READING PASSAGE »
Data cubes are always four-dimensional (bands, time, y, x).

Figure 1: A single four-dimensional raster data cube.

Spatiotemporal reference

Before creating a cube, users must define its spatiotemporal geometry as a so called data cube view, without connecting it to specific datasets. The data cube view contains

the spatial reference system (SRS),
the spatiotemporal extent (left, right, bottom, top, start date/time, end date/time), and
the spatiotemporal size of pixels (spatial size, temporal duration).

The resolution of dimensions can be specified either by the number of pixels (nx, ny, nt), or by the size of pixels (dx, dy, dt). If the size of the extent in one dimension does not align with the corresponding pixel size, the extent will be enlarged accordingly. For example, assuming left = 1, right = 10, and dx = 2, pixels would start at x = [1,3,5,7,9] such that the last pixel would have size 1. In this case, the extent would be replaced by left=0.5, right=10.5, such that pixels start at x = [0.5, 2.5, 4.5, 6.5, 8.5] and all pixels have size 2.

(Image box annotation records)
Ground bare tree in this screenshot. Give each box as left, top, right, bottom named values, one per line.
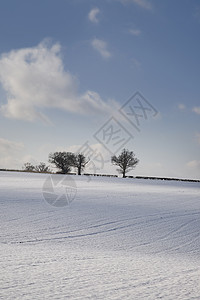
left=111, top=149, right=139, bottom=178
left=35, top=162, right=50, bottom=173
left=22, top=162, right=35, bottom=172
left=49, top=152, right=74, bottom=174
left=73, top=153, right=89, bottom=175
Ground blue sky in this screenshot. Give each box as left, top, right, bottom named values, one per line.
left=0, top=0, right=200, bottom=178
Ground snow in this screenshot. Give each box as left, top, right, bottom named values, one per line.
left=0, top=172, right=200, bottom=300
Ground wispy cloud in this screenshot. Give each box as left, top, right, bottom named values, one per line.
left=0, top=40, right=115, bottom=122
left=131, top=58, right=141, bottom=70
left=88, top=7, right=100, bottom=23
left=129, top=28, right=141, bottom=36
left=119, top=0, right=152, bottom=10
left=178, top=103, right=186, bottom=110
left=192, top=106, right=200, bottom=115
left=91, top=38, right=111, bottom=59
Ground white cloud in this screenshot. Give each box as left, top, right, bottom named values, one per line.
left=120, top=0, right=152, bottom=10
left=178, top=103, right=186, bottom=110
left=129, top=29, right=141, bottom=36
left=88, top=7, right=100, bottom=23
left=0, top=40, right=115, bottom=122
left=192, top=106, right=200, bottom=115
left=186, top=160, right=200, bottom=170
left=92, top=38, right=111, bottom=59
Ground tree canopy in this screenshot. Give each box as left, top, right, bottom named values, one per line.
left=111, top=149, right=139, bottom=178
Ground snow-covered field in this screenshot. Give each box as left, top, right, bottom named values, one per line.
left=0, top=172, right=200, bottom=300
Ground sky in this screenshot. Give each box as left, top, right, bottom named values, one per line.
left=0, top=0, right=200, bottom=179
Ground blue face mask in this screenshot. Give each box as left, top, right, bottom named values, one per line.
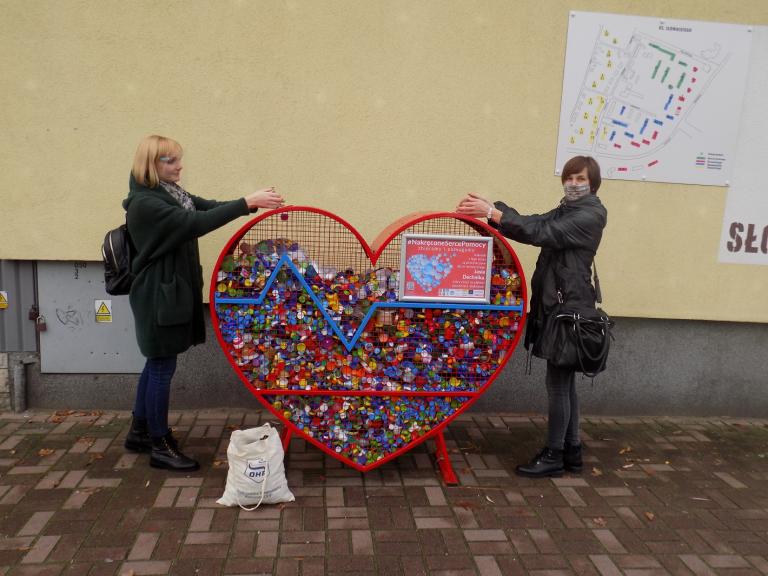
left=563, top=184, right=591, bottom=201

TASKS TO COMPLETE »
1 - List the four dimensions that the data cube passage says every data cube has.
2 - Please return, line for line, the part of the entries that opens with the line containing "Ground white cloud" and runs through the end of the entries, including both ends. Leave out the picture placeholders.
The data cube passage and the entries are unrelated to each other.

THE REPLIES »
1 - bands, time, y, x

2 -
Ground white cloud in this screenshot. Give each box as left, top, right, bottom named values, one per line.
left=120, top=0, right=152, bottom=10
left=178, top=103, right=186, bottom=110
left=129, top=29, right=141, bottom=36
left=88, top=7, right=100, bottom=23
left=0, top=40, right=115, bottom=122
left=192, top=106, right=200, bottom=115
left=186, top=160, right=200, bottom=170
left=92, top=38, right=111, bottom=59
Ground tree canopy in this screenshot. Give each box as left, top, right, bottom named values, one per line.
left=111, top=149, right=139, bottom=178
Ground snow-covered field in this screenshot. Give each box as left, top, right, bottom named values, one per line.
left=0, top=172, right=200, bottom=300
Ground sky in this screenshot. Give each box as left, top, right, bottom named values, one per line.
left=0, top=0, right=200, bottom=179
Ground blue face mask in this screenshot. Give each box as left, top, right, bottom named values, one per line.
left=563, top=184, right=591, bottom=201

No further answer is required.